_SET PROBLEM_:
In the material below, begin at the line that contains "A note for the class: find the metal" and stop after the line that contains "<point>65,182</point>". Write those lines out again with the requests unchanged, but multiply every coordinate in the answers by 0.7 and round each result to a whole number, rounding halves up.

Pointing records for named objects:
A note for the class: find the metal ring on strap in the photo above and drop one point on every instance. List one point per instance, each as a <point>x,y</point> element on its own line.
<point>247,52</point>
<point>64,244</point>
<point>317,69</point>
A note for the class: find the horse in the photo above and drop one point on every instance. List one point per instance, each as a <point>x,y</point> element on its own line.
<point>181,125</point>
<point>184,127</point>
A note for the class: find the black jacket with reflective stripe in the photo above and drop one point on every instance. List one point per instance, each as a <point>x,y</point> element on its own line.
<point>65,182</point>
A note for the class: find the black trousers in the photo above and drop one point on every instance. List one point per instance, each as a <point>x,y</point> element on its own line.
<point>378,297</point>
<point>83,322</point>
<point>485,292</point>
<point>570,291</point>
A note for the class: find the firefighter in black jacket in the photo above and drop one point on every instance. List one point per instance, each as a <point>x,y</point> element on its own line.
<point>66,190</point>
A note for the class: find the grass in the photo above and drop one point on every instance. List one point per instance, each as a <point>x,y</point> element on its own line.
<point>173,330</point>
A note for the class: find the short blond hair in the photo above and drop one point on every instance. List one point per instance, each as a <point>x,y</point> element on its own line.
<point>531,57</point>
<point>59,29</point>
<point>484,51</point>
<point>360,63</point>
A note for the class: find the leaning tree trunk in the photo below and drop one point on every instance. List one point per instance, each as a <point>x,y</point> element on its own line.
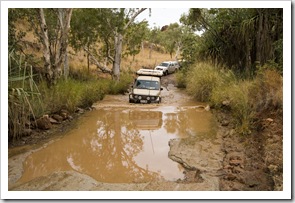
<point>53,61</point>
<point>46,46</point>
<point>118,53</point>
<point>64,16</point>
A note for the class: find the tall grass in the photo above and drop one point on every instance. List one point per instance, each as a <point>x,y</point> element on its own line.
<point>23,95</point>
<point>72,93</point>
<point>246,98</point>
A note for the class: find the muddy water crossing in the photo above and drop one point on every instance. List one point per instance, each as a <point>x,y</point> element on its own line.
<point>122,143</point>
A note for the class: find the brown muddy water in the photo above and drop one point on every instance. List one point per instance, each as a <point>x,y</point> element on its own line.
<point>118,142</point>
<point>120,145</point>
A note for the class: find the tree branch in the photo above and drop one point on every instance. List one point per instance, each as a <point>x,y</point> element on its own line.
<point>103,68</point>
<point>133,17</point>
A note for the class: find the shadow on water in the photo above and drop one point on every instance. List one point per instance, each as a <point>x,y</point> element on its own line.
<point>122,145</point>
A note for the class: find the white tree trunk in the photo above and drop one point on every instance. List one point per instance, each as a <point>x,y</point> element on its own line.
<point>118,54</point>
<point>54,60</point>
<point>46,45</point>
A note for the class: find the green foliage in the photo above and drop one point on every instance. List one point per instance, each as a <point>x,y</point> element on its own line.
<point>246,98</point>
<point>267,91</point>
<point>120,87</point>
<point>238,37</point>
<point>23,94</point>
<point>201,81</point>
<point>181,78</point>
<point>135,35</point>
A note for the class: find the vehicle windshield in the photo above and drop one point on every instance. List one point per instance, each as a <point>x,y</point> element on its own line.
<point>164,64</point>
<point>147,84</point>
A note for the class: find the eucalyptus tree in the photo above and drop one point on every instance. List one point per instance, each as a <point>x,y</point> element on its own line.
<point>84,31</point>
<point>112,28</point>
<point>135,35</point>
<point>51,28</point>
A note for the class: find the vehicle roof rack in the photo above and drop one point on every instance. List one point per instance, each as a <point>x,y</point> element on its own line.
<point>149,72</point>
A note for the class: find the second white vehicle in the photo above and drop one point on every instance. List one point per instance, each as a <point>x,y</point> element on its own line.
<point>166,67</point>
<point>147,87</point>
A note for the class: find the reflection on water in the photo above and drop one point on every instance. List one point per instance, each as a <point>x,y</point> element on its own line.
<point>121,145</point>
---
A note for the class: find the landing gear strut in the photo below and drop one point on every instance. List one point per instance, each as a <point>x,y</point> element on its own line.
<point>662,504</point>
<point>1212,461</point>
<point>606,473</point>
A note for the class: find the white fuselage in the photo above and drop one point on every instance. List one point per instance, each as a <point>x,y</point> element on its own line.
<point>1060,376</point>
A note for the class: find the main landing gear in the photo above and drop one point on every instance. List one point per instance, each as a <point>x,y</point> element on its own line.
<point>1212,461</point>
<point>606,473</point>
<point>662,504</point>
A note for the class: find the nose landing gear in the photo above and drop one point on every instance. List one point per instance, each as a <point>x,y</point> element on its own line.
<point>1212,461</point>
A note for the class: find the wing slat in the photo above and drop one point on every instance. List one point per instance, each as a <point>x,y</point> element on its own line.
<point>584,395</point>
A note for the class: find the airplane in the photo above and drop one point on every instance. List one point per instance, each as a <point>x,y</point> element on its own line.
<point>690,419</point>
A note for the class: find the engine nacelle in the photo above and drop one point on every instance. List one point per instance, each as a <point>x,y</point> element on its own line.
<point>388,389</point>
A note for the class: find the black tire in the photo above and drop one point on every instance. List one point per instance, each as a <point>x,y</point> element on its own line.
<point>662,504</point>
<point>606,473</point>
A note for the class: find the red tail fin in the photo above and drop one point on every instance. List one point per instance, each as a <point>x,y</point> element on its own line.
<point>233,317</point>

_EXERCISE RESPONSE_:
A note for the class: find the metal ring on strap in the photo above and drop one point on every instance. List one point per instance, each as a <point>x,y</point> element on its own line.
<point>173,36</point>
<point>45,171</point>
<point>222,48</point>
A note for the class: find the horse in the photo above and drop one point on every instance. List one point per instance, each as a <point>x,y</point> element on its own line.
<point>127,88</point>
<point>129,89</point>
A note for the class: find the black jacket with reflective stripe in the photo above and drop one point on every instance. List one point per instance, each as a <point>x,y</point> element on its own line.
<point>46,127</point>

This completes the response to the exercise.